Consigne donnée 1: Traduisez en anglais cette phrase du texte sur Parménide : « Parménide platonicien rationaliste, Parménide heideggérien, tels sont les deux pôles d'interprétation généralement privilégiés des exégètes. »

Extrait choisi:

------------------------------------------------

Parménide
Parménide platonicien rationaliste, Parménide heideggérien, tels sont les deux pôles d'interprétation généralement privilégiés des exégètes. L'examen du thème de la « doxa » et de l'« alêtheia » dans le Poème ne permet-il pas de susciter à son tour celui de pareil dogmatisme ? C'est ce que l'on s'efforcera de montrer, en prenant à l'appui de cette réflexion l'excellent commentaire de Barbara Cassin sur le Poème lui-même. Pour ce faire, on s'interrogera d'abord sur le caractère palimpsestique du Poème ; puis on donnera, pour l'essentiel, la teneur du commentaire de B. Cassin sur l'épisode des Sirènes dans sa lecture conjointe des textes de l'Odyssée et du Poème ; enfin, on réfléchira à l'intrication des notions de « doxa » et d' « alêtheia » dans le texte parménidien, pour dégager leur signification.

------------------------------------------------

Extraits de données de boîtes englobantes
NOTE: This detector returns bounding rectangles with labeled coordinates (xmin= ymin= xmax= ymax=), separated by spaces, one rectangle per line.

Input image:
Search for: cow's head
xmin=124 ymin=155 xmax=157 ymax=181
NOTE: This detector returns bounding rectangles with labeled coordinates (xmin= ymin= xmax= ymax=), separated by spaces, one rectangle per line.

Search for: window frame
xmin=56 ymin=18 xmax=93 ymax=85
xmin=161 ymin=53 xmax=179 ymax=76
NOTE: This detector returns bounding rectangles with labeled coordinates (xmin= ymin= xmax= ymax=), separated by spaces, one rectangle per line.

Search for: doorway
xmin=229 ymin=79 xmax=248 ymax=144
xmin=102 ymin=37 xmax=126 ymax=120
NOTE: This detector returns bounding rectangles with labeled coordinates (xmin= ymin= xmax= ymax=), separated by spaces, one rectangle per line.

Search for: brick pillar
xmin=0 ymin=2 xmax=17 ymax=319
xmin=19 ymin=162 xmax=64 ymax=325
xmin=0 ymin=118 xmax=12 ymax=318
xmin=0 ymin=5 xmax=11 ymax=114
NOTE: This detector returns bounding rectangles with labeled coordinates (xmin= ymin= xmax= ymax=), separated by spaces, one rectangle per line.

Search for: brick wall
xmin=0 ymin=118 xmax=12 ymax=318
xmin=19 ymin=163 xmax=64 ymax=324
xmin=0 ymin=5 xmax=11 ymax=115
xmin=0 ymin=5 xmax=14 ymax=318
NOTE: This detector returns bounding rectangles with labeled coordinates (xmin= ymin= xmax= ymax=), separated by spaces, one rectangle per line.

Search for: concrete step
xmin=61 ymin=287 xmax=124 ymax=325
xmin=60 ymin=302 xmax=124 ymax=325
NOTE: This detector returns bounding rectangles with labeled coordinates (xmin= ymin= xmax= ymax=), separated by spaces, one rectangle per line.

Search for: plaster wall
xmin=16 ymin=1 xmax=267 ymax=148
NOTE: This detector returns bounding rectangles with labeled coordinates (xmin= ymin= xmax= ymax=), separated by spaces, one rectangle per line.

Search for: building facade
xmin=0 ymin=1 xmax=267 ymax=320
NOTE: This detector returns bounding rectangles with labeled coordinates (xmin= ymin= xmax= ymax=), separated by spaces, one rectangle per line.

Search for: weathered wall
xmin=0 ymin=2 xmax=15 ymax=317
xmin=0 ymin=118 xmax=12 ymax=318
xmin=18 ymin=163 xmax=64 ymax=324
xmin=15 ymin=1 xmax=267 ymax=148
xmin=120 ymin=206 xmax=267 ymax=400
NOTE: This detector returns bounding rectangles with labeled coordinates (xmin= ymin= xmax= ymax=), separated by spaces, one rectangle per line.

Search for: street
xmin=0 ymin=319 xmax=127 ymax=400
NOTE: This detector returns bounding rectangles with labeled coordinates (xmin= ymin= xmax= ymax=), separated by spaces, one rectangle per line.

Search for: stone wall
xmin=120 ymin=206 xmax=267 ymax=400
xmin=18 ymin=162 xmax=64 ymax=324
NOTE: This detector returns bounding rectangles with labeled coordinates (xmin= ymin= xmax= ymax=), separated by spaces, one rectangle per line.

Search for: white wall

------------------------------------------------

Consigne donnée 2: Recopiez à l'identique les entrées depuis leur toute première ligne jusqu'à la ligne qui contient « xmin=0 ymin=5 xmax=11 ymax=114 », celle-ci comprise.

Réponse complète 1: A rationalist Platonic Parmenides, a Heideggerian Parmenides: such are the two poles of interpretation generally favored by exegetes.

Réponse complète 2:
NOTE: This detector returns bounding rectangles with labeled coordinates (xmin= ymin= xmax= ymax=), separated by spaces, one rectangle per line.

Input image:
Search for: cow's head
xmin=124 ymin=155 xmax=157 ymax=181
NOTE: This detector returns bounding rectangles with labeled coordinates (xmin= ymin= xmax= ymax=), separated by spaces, one rectangle per line.

Search for: window frame
xmin=56 ymin=18 xmax=93 ymax=85
xmin=161 ymin=53 xmax=179 ymax=76
NOTE: This detector returns bounding rectangles with labeled coordinates (xmin= ymin= xmax= ymax=), separated by spaces, one rectangle per line.

Search for: doorway
xmin=229 ymin=79 xmax=248 ymax=144
xmin=102 ymin=37 xmax=126 ymax=120
NOTE: This detector returns bounding rectangles with labeled coordinates (xmin= ymin= xmax= ymax=), separated by spaces, one rectangle per line.

Search for: brick pillar
xmin=0 ymin=2 xmax=17 ymax=319
xmin=19 ymin=162 xmax=64 ymax=325
xmin=0 ymin=118 xmax=12 ymax=318
xmin=0 ymin=5 xmax=11 ymax=114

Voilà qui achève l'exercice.